··· PASSAGE
Congratulations to St Hugh’s Fellow by Resolution in Physics and alumnus, Dr Jack Miller (Physics, 2007), who has been awarded the Gold Medal in Academia by the Institute of Physics and Engineering in Medicine (IPEM). This award is given to a member with a substantial and sustained track record at an outstanding level of contribution to advancement of academic practice, related to physics and engineering applied to medicine and biology.
The IPEM Committee provided the following feedback on Dr Miller’s award: ‘A hugely impressive career – thank you for your outstanding contribution to the world of Physics. Very impressive candidate with a great amount of achievements in a relatively short period of time.’
Commenting on his Gold Medal in Academia award, Dr Miller said, ‘Life, for a physicist, is odd: it appears to create order in a universe where disorder always increases. For the last fifteen years, I have been lucky enough to be part of a small but internationally significant group of scientists who have used a technique called dissolution Dynamic Nuclear Polarisation (DNP) to image the chemical reactions that energetically power life, which collectively are known as metabolism. These reactions are complex, but dynamic – they change as you wake, feed or exercise – and they have been known for many decades to be altered in diseases ranging from cancer to heart failure. DNP permits some metabolites to be transiently visible to specialised forms of MRI scan, imaging both where these molecules go, and, crucially, what they become and interconvert into.
‘This award by IPEM is a huge honour and belongs not just to me but to the wider community of clinicians and scientists of all ages that I have been lucky to enough work with. I have played a small part of the journey of DNP from condensed matter physics laboratories and particle physics experiments to international clinical trials studying hugely relevant human diseases in different continents. It is a great accolade to be told by my peers that what I do is both unashamedly both excellent physics in its own right and highly medically relevant. From a physics perspective, DNP still holds many secrets that are not yet fully understood, but as a useful technique it has already shone light on the mechanisms of disease, quantified physiology in species from people to pythons, and helped us understand drugs from essential medicines to novel compounds in clinical trials. As a radiological technique, It offers the promise to transform the treatment of patients in the future. For example, directly imaging metabolism could let us see if a chemotherapy is working potentially hours after its administration; or if a patient with potentially life-limiting cardiac complaints would benefit from an aggressive intervention – questions that, at the moment, are difficult to objectively and rapidly assess in the clinic. I am overjoyed to receive this medal, which I hope also celebrates a very long history of physicists making sustained and substantial contributions to healthcare.’
······
## [PROBLEM SET]
**A.** Please output a verbatim portion of the award announcement, beginning at the words that contain "Congratulations to St" and stopping after "medicine and biology.".
**B.** According to the award announcement, which organization gave Dr Miller the Gold Medal in Academia?
··· ENTRIES SUPPLIED
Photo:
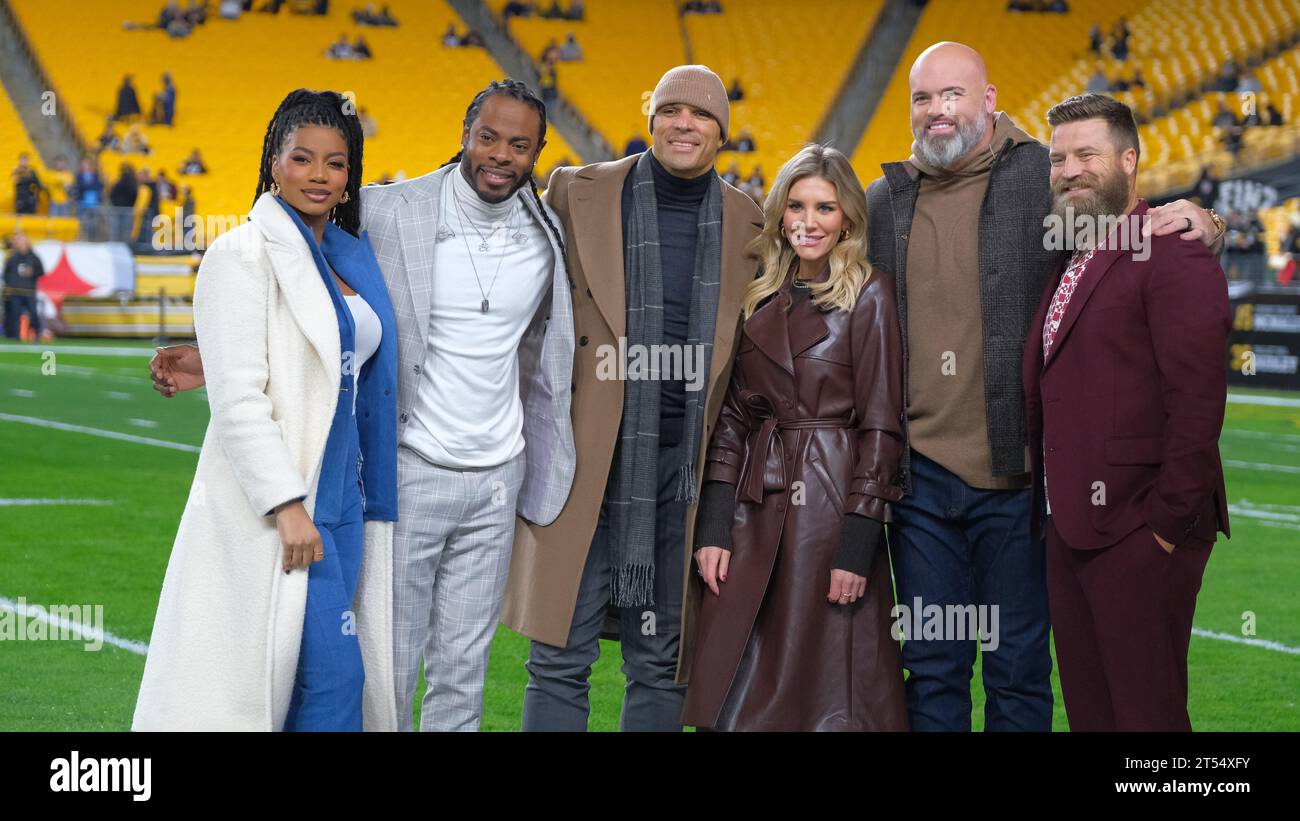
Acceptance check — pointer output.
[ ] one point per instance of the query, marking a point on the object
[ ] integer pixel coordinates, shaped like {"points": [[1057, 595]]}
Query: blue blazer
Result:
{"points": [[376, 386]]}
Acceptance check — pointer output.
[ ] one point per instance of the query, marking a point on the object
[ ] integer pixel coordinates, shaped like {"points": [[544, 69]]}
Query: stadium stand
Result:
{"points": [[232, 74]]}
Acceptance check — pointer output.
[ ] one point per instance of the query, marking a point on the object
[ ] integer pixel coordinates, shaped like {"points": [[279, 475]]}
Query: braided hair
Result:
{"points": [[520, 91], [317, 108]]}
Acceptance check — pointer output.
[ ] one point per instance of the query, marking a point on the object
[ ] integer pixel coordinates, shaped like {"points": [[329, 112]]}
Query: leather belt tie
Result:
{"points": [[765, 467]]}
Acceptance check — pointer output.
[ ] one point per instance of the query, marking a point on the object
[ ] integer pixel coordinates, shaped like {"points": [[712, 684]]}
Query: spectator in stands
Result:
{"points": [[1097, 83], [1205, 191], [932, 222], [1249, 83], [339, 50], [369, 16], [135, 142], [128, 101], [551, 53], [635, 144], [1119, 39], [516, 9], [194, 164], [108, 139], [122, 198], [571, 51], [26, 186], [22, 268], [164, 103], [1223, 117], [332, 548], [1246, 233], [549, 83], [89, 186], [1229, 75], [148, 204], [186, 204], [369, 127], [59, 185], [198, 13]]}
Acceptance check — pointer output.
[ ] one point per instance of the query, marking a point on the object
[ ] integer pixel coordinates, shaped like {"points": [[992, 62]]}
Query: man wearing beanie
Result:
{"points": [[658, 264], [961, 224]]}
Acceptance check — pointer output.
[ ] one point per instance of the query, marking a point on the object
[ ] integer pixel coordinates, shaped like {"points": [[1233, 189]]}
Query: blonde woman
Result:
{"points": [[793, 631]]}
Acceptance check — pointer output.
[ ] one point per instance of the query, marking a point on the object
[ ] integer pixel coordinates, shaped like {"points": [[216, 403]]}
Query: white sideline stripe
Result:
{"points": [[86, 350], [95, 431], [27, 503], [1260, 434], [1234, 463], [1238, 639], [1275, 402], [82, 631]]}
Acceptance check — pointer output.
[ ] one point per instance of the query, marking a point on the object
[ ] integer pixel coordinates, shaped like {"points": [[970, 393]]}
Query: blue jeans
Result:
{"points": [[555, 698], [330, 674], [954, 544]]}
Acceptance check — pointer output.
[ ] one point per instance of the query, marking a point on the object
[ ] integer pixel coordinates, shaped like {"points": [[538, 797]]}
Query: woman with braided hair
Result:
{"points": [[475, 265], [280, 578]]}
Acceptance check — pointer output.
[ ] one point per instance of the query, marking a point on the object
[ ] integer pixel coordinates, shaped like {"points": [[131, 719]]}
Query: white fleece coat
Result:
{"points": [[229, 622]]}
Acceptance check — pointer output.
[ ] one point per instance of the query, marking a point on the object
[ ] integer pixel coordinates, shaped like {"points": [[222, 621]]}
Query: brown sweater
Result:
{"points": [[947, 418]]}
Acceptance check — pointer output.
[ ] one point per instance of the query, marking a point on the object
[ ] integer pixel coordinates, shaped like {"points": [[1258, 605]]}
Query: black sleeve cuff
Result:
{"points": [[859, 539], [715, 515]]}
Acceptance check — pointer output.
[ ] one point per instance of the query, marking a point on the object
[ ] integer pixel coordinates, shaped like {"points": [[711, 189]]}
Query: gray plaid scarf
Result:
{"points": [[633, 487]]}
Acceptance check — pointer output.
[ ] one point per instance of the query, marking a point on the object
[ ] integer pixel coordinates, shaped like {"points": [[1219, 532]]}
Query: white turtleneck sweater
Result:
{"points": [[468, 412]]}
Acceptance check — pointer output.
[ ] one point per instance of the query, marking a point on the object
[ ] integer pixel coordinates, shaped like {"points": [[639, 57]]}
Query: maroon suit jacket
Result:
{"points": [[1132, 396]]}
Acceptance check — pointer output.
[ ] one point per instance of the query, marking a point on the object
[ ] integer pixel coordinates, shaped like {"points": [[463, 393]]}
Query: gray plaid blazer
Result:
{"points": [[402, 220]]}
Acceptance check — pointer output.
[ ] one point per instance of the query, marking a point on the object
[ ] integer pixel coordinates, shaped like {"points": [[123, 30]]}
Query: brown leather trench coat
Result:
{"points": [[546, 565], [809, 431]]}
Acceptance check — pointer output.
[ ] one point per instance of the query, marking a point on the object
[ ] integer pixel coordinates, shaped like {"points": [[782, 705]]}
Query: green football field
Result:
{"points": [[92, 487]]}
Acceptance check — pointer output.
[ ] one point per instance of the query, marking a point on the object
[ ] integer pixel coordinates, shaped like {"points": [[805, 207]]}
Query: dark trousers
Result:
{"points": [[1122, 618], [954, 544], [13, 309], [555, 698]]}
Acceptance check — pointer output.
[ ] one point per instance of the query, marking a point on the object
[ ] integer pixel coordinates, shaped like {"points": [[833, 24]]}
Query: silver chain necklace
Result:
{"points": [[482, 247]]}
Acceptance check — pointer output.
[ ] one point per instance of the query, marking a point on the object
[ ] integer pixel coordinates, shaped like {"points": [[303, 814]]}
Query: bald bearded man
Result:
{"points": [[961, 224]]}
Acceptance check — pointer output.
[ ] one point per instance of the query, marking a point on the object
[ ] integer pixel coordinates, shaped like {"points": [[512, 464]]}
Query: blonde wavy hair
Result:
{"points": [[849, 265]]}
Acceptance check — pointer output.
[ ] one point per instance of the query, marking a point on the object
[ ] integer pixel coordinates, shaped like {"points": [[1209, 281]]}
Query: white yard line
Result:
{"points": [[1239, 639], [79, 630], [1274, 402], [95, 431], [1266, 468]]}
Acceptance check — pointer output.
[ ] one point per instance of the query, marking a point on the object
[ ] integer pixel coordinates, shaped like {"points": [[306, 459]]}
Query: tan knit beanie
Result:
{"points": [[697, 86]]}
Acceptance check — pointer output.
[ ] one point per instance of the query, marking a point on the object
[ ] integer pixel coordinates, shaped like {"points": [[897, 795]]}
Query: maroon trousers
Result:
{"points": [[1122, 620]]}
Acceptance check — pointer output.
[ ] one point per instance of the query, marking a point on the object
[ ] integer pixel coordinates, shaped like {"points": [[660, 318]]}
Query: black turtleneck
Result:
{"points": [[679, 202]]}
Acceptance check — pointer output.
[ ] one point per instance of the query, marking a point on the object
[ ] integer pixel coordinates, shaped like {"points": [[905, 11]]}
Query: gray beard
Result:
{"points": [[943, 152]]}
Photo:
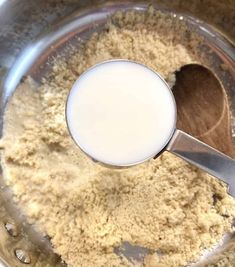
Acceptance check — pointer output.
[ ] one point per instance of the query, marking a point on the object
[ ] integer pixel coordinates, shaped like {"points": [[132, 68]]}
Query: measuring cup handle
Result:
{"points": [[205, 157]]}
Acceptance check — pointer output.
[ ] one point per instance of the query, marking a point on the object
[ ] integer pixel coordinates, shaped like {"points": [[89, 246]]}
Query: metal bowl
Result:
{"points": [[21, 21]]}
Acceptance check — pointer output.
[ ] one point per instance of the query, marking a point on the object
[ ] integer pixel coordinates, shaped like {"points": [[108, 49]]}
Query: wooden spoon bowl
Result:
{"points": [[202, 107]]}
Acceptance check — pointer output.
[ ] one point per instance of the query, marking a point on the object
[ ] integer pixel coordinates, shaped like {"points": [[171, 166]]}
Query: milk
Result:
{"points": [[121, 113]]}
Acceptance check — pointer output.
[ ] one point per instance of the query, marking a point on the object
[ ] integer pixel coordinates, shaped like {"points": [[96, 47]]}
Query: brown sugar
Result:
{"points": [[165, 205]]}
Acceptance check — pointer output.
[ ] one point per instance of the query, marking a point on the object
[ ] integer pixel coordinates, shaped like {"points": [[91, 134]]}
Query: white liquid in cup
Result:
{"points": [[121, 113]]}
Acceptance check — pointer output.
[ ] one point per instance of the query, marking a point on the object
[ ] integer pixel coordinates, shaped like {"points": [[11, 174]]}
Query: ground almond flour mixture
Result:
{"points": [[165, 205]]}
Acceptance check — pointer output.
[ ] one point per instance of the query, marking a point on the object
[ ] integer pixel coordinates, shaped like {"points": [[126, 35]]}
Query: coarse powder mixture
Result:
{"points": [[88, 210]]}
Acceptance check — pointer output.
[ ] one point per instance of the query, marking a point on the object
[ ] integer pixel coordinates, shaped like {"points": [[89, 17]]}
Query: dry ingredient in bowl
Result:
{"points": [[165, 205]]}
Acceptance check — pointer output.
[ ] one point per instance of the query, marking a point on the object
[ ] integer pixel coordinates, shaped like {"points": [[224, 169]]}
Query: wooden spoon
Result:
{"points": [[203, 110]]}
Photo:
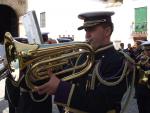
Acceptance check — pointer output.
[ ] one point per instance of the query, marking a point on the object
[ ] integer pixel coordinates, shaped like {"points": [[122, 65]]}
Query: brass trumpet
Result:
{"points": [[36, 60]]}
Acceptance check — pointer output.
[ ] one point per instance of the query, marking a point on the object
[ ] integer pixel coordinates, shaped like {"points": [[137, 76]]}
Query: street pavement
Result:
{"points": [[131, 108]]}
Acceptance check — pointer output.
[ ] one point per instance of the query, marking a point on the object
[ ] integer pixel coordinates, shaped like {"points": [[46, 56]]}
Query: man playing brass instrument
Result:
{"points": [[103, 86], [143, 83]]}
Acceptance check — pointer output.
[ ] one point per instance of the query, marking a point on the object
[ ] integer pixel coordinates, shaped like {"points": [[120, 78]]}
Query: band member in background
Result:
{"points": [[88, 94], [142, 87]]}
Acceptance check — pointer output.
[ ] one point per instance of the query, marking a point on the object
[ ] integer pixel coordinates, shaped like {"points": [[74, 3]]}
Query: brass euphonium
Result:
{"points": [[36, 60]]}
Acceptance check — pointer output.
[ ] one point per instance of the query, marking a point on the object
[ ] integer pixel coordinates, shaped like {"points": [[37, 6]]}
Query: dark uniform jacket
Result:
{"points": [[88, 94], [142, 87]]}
······
## [ANSWERS PER TASK]
**A.**
Congratulations to St Hugh’s Fellow by Resolution in Physics and alumnus, Dr Jack Miller (Physics, 2007), who has been awarded the Gold Medal in Academia by the Institute of Physics and Engineering in Medicine (IPEM). This award is given to a member with a substantial and sustained track record at an outstanding level of contribution to advancement of academic practice, related to physics and engineering applied to medicine and biology.

**B.** The Institute of Physics and Engineering in Medicine (IPEM).